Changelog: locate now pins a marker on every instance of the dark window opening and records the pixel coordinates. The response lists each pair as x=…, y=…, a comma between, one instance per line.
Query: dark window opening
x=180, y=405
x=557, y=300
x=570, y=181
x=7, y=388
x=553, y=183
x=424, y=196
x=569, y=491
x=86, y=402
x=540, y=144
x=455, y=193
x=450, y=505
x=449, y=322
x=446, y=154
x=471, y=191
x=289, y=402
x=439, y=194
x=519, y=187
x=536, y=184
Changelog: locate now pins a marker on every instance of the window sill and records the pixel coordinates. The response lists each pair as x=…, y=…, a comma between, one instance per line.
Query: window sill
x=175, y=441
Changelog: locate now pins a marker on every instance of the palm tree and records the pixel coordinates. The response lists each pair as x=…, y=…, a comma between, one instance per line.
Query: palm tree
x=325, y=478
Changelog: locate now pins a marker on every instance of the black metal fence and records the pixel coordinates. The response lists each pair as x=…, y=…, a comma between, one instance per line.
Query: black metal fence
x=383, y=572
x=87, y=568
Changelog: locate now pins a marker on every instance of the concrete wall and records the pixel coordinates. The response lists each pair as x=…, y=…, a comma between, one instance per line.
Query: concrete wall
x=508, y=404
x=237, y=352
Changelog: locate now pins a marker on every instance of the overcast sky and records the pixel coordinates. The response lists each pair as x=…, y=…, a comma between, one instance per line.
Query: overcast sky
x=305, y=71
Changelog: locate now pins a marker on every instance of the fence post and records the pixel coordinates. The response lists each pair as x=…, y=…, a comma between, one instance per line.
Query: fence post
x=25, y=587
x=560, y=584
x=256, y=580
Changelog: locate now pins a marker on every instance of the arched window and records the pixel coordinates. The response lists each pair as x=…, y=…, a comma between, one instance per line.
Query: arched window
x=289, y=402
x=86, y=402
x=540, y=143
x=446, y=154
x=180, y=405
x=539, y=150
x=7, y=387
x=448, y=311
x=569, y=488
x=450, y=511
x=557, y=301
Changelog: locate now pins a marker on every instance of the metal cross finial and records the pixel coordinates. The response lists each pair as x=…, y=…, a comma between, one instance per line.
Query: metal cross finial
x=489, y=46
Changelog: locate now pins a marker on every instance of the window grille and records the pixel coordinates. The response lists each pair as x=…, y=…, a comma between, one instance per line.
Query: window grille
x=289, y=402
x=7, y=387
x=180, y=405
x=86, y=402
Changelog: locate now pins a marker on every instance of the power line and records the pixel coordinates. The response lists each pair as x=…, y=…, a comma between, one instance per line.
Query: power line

- Task to carry out -
From the data above, output every line exactly.

- Solution to this exercise -
Changelog: locate now pins a marker on every instance of the dark window opening and records the pixel coordinates. The response lists each pair as x=…, y=…, a comma between, one instance per line.
Query: dark window opening
x=180, y=405
x=557, y=300
x=570, y=181
x=7, y=388
x=553, y=183
x=424, y=196
x=569, y=491
x=86, y=402
x=540, y=144
x=455, y=193
x=450, y=505
x=449, y=322
x=446, y=154
x=471, y=191
x=289, y=402
x=439, y=194
x=519, y=187
x=536, y=184
Changelog: locate now pins a marker on every instance of the window sill and records the pixel coordinates. The response lists each pair as x=…, y=…, a comma between, one instance per line.
Query: window sill
x=175, y=441
Changelog: locate now pins a marker on every instance of the palm tree and records the pixel coordinates. The response lists each pair as x=…, y=…, a comma between, one instance per line.
Query: palm tree
x=325, y=478
Changelog: locate now pins a marker on every instance of the black metal fence and records the pixel coordinates. The response lists each pair as x=…, y=…, a comma between, one instance per line.
Query: black metal fence
x=383, y=572
x=87, y=568
Changelog: locate now pins a marker on every instance of the concrete wall and records the pixel coordinates. The response lists each pair as x=…, y=…, a comma between, one instance per line.
Query: concrete wall
x=508, y=404
x=237, y=352
Changelog: locate now pins a marker on every instance of the overcast sky and records the pixel coordinates. The response lists each pair as x=…, y=…, a comma between, one instance per line.
Query: overcast sky
x=305, y=71
Changelog: locate now pins a marker on every instance of the fence post and records the pixel coordinates. The response lists each pair as x=…, y=…, a comma between, one instance per line.
Query: fence post
x=25, y=587
x=560, y=584
x=256, y=580
Changelog: locate now pins a marker on every instance of the arched window and records the pixel coordinates. The response lists each pair as x=…, y=…, a comma between, one instance per line.
Query: arched window
x=289, y=402
x=86, y=402
x=540, y=143
x=446, y=154
x=180, y=405
x=539, y=150
x=7, y=387
x=448, y=311
x=569, y=488
x=450, y=511
x=557, y=301
Changelog: locate now pins a marker on every instance of the metal cross finial and records the pixel coordinates. The response lists each pair as x=…, y=…, a comma between, one instance per line.
Query: metal cross finial
x=489, y=46
Changelog: locate now pins a marker on every instance of the window grille and records the pixel coordinates. The response lists each pair as x=…, y=…, a comma between, one instance per line.
Query: window grille
x=289, y=402
x=7, y=387
x=180, y=405
x=86, y=402
Changelog: locate now pins a marker on every instance of the power line and records the pixel coordinates. The response lists each pair as x=…, y=…, a comma between, one instance per line.
Query: power line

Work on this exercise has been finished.